__What the task requires__. Render every line of the items below as a JSON list of strings, one string per line, with blank lines omitted.

__Input data__.
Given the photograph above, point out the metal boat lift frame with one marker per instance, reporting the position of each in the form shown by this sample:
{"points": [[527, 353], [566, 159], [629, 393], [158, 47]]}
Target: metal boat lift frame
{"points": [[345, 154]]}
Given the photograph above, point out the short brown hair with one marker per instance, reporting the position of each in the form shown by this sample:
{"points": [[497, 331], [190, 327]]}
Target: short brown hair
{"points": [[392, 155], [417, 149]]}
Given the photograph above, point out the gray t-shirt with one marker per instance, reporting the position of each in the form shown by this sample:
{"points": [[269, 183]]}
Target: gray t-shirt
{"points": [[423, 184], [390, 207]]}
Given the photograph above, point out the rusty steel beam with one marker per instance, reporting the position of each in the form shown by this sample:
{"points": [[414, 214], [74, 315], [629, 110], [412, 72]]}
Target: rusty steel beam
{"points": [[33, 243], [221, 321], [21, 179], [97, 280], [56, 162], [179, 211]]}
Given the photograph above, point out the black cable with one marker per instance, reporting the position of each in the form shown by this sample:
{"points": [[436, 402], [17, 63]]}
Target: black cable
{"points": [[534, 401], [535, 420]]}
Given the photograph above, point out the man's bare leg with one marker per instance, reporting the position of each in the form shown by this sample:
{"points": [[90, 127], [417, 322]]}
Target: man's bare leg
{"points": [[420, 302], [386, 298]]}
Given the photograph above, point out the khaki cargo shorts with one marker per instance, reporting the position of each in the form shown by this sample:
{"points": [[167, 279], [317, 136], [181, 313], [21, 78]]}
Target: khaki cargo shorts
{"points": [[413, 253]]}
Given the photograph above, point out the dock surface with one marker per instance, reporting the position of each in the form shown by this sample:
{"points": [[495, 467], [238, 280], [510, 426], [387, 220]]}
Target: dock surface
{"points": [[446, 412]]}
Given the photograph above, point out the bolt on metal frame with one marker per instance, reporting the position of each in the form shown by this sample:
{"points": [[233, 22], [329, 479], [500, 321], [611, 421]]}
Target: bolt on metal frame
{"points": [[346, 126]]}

__Solution for this task__.
[
  "Given the photograph above, point out the metal boat lift frame with one marker per instance, reporting the position of each in the form shown by this sample:",
  "{\"points\": [[527, 353], [566, 159], [629, 393], [158, 47]]}",
  "Target: metal boat lift frame",
  "{\"points\": [[345, 154]]}",
  "Given the photograph above, point out the short brown hair with one marker per instance, reporting the position of each in the form shown by this sample:",
  "{\"points\": [[497, 331], [190, 327]]}",
  "Target: short brown hair",
  "{\"points\": [[392, 155], [417, 149]]}",
  "Given the photograph above, point out the gray t-shirt with one marker per instance, reporting the position of each in the form shown by this sample:",
  "{\"points\": [[269, 183]]}",
  "Target: gray t-shirt",
  "{\"points\": [[423, 184], [390, 207]]}",
  "Given the photograph above, point out the rusty steel beam with one marker per instance, reporting the position of each in the form shown by this sample:",
  "{\"points\": [[414, 214], [74, 315], [629, 110], [412, 72]]}",
  "Target: rusty steel beam",
  "{\"points\": [[33, 243], [221, 321], [21, 179], [97, 280], [56, 162], [179, 211]]}",
  "Given the photograph above, point out the black cable with one marker per instance, reporting the position of each in the form shown by this sample:",
  "{\"points\": [[436, 402], [17, 63]]}",
  "Target: black cable",
  "{\"points\": [[534, 401], [535, 420]]}",
  "Given the photograph above, point out the man's bare leg with one marker per instance, reporting the position of each in the form shown by this sample:",
  "{\"points\": [[90, 127], [417, 322]]}",
  "Target: man's bare leg",
  "{\"points\": [[420, 302], [386, 298]]}",
  "Given the photograph above, point out the khaki cargo shorts with one marker per instance, reporting the position of each in the form shown by this sample:",
  "{\"points\": [[167, 279], [317, 136], [181, 313], [21, 78]]}",
  "Target: khaki cargo shorts",
  "{\"points\": [[413, 253]]}",
  "Given the photograph above, point out the dock surface with one marker per instance, reporting the position of each in the form shown by this sample:",
  "{\"points\": [[495, 467], [238, 280], [510, 426], [387, 220]]}",
  "Target: dock surface",
  "{\"points\": [[446, 412]]}",
  "Given the photograph above, point out the bolt on metal frame with one marker per instance, reporting the position of each in the form shown by this sample:",
  "{\"points\": [[233, 22], [329, 479], [500, 321], [611, 421]]}",
  "Target: bolt on metal frame",
  "{\"points\": [[346, 126]]}"
]